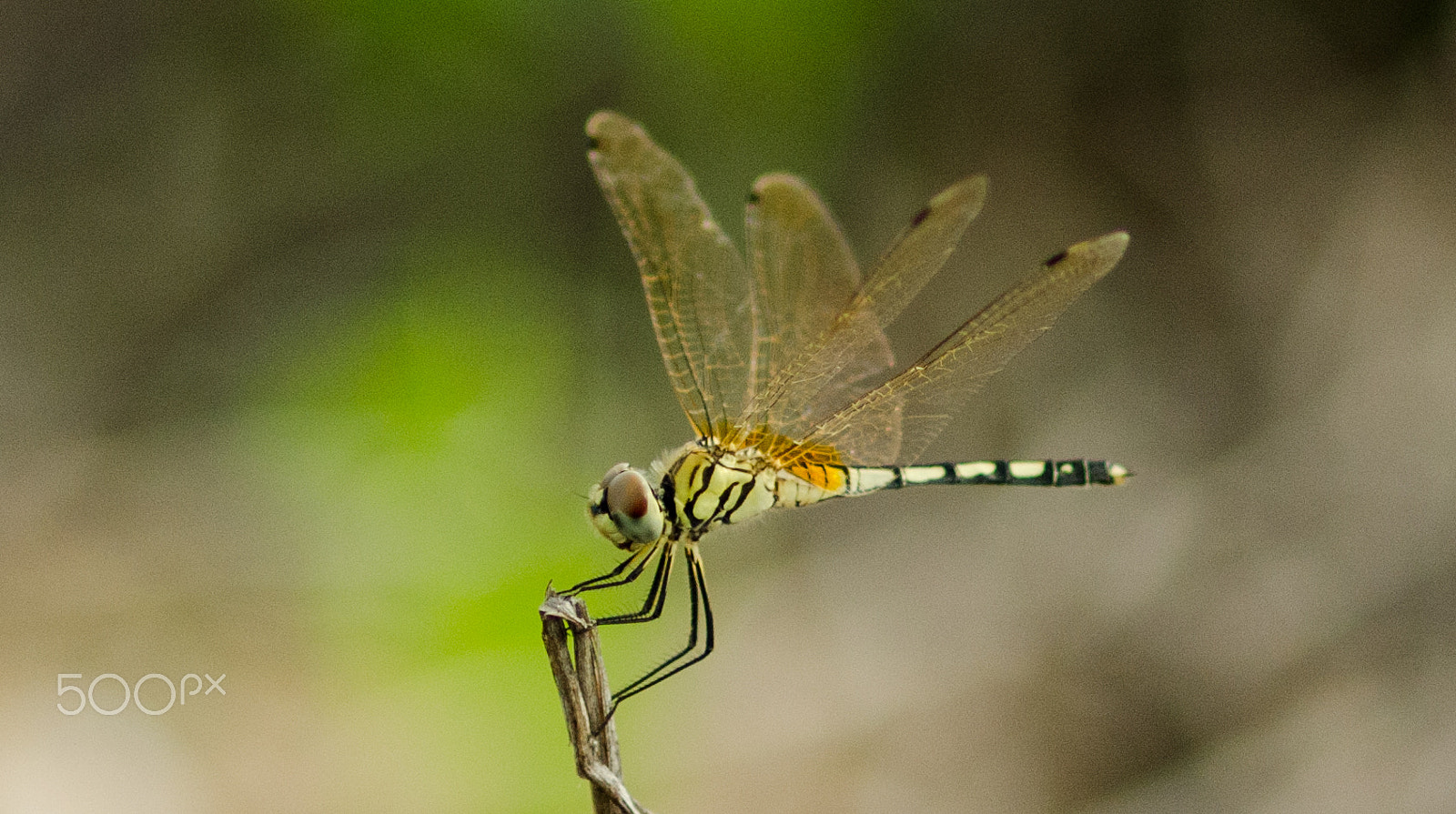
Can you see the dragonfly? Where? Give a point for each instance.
(775, 360)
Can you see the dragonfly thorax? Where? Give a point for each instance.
(711, 485)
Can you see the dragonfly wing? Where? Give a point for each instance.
(852, 350)
(921, 399)
(698, 290)
(805, 276)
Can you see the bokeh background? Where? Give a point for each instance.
(315, 328)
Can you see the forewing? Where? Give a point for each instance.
(916, 404)
(822, 377)
(696, 287)
(805, 276)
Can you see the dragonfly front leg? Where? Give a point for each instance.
(696, 588)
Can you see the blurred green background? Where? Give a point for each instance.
(315, 329)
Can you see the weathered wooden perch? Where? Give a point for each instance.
(581, 682)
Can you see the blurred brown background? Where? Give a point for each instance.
(315, 328)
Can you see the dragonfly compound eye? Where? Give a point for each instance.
(632, 507)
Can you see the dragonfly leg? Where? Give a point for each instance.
(698, 588)
(637, 561)
(655, 593)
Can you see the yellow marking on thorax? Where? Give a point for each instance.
(819, 465)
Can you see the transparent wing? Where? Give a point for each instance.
(893, 423)
(804, 276)
(698, 290)
(823, 375)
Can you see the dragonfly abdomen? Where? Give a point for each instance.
(1001, 472)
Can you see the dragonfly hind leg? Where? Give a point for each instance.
(674, 664)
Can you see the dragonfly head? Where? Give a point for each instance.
(625, 508)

------------------------------

From the listing above, print every entry precisely and drop the pictures.

Can you see the dragonfly? Where? Give a point for each instance.
(775, 360)
Can you see the dragonfly thorax? Where? Give a point for each instance.
(711, 485)
Can you see the dragonfly wing? Where? Give a point for each instance.
(852, 350)
(921, 399)
(698, 290)
(805, 276)
Can you see the bokeh background? Where? Give a point for each instance.
(315, 328)
Can you see the forewing? Where? Give a point for each instance.
(916, 404)
(822, 377)
(696, 287)
(805, 276)
Can you see the dragonfly front leg? Where? Give a point for each instance.
(696, 588)
Can you see the blurred green background? Where? Give a point for each instance.
(315, 329)
Can you see the weathered wooden perch? Where? Give a point for each instance.
(581, 682)
Can you see the blurred brown background? Where? Give a point for each instance.
(315, 328)
Can you see the dragonfly compound eye? Where? Give a point for each instance.
(632, 507)
Can you see the dragonfly leg? Where? Give a point for each instance.
(698, 588)
(637, 561)
(655, 593)
Can you see the yellow marking on thorax? Where? Give a point for each instance.
(819, 465)
Can you see the transparent wing? Where? Give a point for each instance.
(893, 423)
(804, 276)
(698, 290)
(823, 375)
Can you see the dragonfly abdomen? Where? Give a point for each instance.
(1001, 472)
Can you see the dragonfly hind leg? Where? Give a point for each instance.
(674, 664)
Can you see the dragonfly head? Where? Give a point for each instance.
(625, 508)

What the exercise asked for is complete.